RECORDS FOR THIS EXERCISE:
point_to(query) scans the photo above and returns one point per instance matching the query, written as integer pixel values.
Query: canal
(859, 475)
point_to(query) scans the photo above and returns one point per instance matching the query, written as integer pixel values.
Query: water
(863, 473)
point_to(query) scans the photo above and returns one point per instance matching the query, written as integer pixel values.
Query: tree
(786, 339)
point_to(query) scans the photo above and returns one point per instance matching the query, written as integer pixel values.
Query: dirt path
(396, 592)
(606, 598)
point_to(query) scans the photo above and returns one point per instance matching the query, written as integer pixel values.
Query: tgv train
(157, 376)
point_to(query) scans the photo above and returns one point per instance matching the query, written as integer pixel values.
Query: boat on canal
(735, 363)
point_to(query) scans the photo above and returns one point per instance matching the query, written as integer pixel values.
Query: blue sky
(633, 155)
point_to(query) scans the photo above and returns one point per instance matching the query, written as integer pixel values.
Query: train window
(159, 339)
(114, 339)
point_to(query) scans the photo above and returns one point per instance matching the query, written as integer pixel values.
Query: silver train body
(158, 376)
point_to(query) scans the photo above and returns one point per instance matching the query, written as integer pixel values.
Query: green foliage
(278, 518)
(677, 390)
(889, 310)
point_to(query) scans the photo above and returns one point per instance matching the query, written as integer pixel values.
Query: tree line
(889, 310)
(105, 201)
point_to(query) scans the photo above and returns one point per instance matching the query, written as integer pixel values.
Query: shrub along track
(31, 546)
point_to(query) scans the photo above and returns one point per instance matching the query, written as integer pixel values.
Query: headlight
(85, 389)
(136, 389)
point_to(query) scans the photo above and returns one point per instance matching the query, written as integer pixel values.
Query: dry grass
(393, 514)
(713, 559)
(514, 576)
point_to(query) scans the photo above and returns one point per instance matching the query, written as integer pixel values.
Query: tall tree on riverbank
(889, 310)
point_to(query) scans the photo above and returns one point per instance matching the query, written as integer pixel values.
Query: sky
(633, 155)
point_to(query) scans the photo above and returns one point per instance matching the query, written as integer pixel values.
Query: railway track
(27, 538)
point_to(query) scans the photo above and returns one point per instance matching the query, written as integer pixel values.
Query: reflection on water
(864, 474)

WORK ORDER: In full and word for word, output the material.

EXERCISE RESPONSE:
point_to(query) scans the photo above and returns one point per instance matching the query, written as integer pixel values.
Query: canal
(859, 475)
point_to(query) scans the photo above and returns one point per instance matching the query, written as integer pixel values.
Query: water
(863, 473)
point_to(query) scans the photo above and returns one point per instance matching the query, written as integer pixel values.
Query: tree
(786, 339)
point_to(query) scans the photo above and returns one point per instance matching the query, written as integer pixel values.
Query: dirt path
(396, 592)
(606, 598)
point_to(query) scans the photo above and returns one point per instance matching the query, written as integer pixel values.
Query: tgv train
(157, 376)
point_to(query) scans the photo above and returns one point per instance matching the query, written as integer pixel values.
Query: boat on canal
(735, 363)
point_to(query) scans the photo above and returns one point per instance matching the query, written as integer pixel values.
Query: blue sky
(633, 155)
point_to(query) scans the photo above and returns one point per instance matching the query, written as integer pixel values.
Query: train window
(159, 339)
(114, 339)
point_to(query) scans the photo above and returns one point per instance matching the query, written as integer pixel values.
Query: silver train body
(158, 376)
point_to(query) scans the photo above and returns one point per instance matching the query, written as integer pixel values.
Query: green foliage
(278, 518)
(677, 390)
(889, 310)
point_to(query) scans the photo above and returns one point per instance matching the query, written as integer pixel values.
Query: tree line
(889, 310)
(105, 201)
point_to(query) scans the photo above and returns one point per instance matching the query, written as integer pixel values.
Query: shrub along track
(31, 546)
point_to(query) scans the photo above and returns one point per instance matching the query, written as integer pixel values.
Query: headlight
(85, 389)
(136, 389)
point_to(query) scans the photo above and returns one point per instance matching the query, written as integer pixel values.
Query: dry grass
(393, 514)
(713, 559)
(514, 576)
point_to(query) scans the photo above and returns one point per instance matching the query, written as integer pixel values.
Query: tall tree on riverbank
(889, 310)
point_to(query) scans the photo above and returns one point per instance matching the query, written as integer pixel values.
Query: sky
(633, 155)
point_to(query) scans the photo above and returns one point per instance matching the query, written as integer pixel values.
Query: railway track
(27, 538)
point_to(query) scans the photo above and returns one point per instance matching the query, written as integer pixel values.
Query: reflection on water
(864, 474)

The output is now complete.